# PEPPERA - Editorial

Author: Taranpreet Singh
Tester: Raja Vardhan Reddy
Editorialist: Akash Bhalotia

Easy-Medium

### PROBLEM:

Given an N *N matrix of numbers. You are allowed to reverse the elements of each row. Minimise the difference between the sums of the elements present in columns 1 to \frac{N}{2} and the ones present in columns (\frac{N}{2}+1) to N.

### HINTS:

Not the full solution. Just some hints to help you if you are stuck at some point. As soon as you encounter a hint that you had not thought of, go back to solving the problem.

Hint 1:

Try to solve the following problem:

Given an array of numbers, divide the array into two parts, such that each element belong to exactly one of the parts, and the difference between the sum of elements of each part is minimum possible.

Hint 2:

Hint 3:

The actual division of the elements can be obtained using backtracking.

Hint 4:

Once you know the division of the elements into halves of the matrix, reverse the rows suitably to put each element into the half it belongs to.

### QUICK EXPLANATION:

show

Store the difference between the left and right halves of each row into an array. Perform knapsack dp on in to partition the difference into two parts, such that the difference between their sums is minimum possible. Obtain the part each element now belongs to using backtracking, and reverse the rows suitably, based on the half an element belonged to originally, compared to the half it belongs to in the optimal division.

### EXPLANATION

show

Each half of a row has a certain number of pepperoni. It is the difference in the number of pepperoni in each half that causes one of the halves to have excess pepperoni, as compared to the other half. We want that the difference between the total number of pepperoni in each half of the pizza is minimum possible. We need to minimise the difference of the total excess received by each half, by choosing an optimal way to assign the excess to one of the halves in each row.

The problem can be reduced to the following:
Given an array of positive numbers, divide the elements into two parts, such that each element is assigned to exactly one of the parts, and the absolute difference between the sum of the elements of each part is minimum possible.

For example:
1,5,6,3

can be divided into two parts: (5,3), and (1,6).
The sum of their elements is: 8 and 7, and the difference of the sums is 1, which is the minimum possible that can be obtained for this sequence.

This can be solved using dynamic programming.

// excess[i] = excess contributed by the i-th row. abs(leftCount[i]-rightCount[i])
//dp[x] = is it possible to obtain a sum of x using the elements we have?
//dp[x] = -2? It is not possible.
//dp[x]!= -2? It is possible and the dp[x] will store the index
//of the first array element which made it possible to obtain this sum.
//If it is possible to obtain a sum of x, then it is also possible to obtain
//a sum of x-excess[dp[x]], and the index of the first array element which made it possible to
//obtain a sum of x-excess[dp[x]] will be stored in dp[x-excess[dp[x]]].

▶ Set problem A: According to the editorial, what technique yields the actual division of the elements?
The rows come from a separate source and have no connection to the editorial.

▶ Record set:

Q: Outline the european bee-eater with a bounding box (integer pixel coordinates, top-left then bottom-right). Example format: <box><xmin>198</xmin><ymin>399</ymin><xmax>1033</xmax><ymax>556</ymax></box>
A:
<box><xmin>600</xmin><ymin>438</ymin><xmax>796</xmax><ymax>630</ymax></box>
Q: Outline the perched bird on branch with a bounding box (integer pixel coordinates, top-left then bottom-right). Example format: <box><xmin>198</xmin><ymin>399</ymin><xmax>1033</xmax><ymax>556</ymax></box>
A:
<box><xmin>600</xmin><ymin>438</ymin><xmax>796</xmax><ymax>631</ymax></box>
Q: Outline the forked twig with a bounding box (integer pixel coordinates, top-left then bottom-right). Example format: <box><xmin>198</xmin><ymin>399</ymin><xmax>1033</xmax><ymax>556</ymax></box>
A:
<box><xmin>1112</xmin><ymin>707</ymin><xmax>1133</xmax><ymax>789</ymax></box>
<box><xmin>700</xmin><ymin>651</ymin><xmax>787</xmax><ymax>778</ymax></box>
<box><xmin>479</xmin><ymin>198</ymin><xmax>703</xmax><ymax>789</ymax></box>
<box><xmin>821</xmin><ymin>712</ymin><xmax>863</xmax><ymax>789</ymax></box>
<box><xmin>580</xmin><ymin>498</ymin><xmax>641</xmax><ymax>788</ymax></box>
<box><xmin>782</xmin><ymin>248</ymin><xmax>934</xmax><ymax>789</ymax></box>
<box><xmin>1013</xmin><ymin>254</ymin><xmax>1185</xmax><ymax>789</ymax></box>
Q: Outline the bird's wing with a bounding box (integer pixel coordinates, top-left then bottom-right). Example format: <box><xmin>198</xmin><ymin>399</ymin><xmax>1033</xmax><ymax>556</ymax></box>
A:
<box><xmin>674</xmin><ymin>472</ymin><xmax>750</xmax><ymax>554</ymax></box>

▶ Set problem B: Rename "forked twig" to "forked branch" in the rows, starting at the line containing "Q: Outline the forked" and ending with the last row. Reproduce only those lines, with everything else left unchanged.

▶ Exercise output A: Backtracking.

▶ Exercise output B:
Q: Outline the forked branch with a bounding box (integer pixel coordinates, top-left then bottom-right). Example format: <box><xmin>198</xmin><ymin>399</ymin><xmax>1033</xmax><ymax>556</ymax></box>
A:
<box><xmin>1112</xmin><ymin>707</ymin><xmax>1133</xmax><ymax>789</ymax></box>
<box><xmin>700</xmin><ymin>651</ymin><xmax>787</xmax><ymax>778</ymax></box>
<box><xmin>479</xmin><ymin>198</ymin><xmax>703</xmax><ymax>789</ymax></box>
<box><xmin>821</xmin><ymin>712</ymin><xmax>863</xmax><ymax>789</ymax></box>
<box><xmin>580</xmin><ymin>498</ymin><xmax>641</xmax><ymax>788</ymax></box>
<box><xmin>782</xmin><ymin>248</ymin><xmax>934</xmax><ymax>789</ymax></box>
<box><xmin>1013</xmin><ymin>254</ymin><xmax>1185</xmax><ymax>789</ymax></box>
Q: Outline the bird's wing with a bounding box (integer pixel coordinates, top-left then bottom-right). Example format: <box><xmin>198</xmin><ymin>399</ymin><xmax>1033</xmax><ymax>556</ymax></box>
A:
<box><xmin>674</xmin><ymin>472</ymin><xmax>750</xmax><ymax>554</ymax></box>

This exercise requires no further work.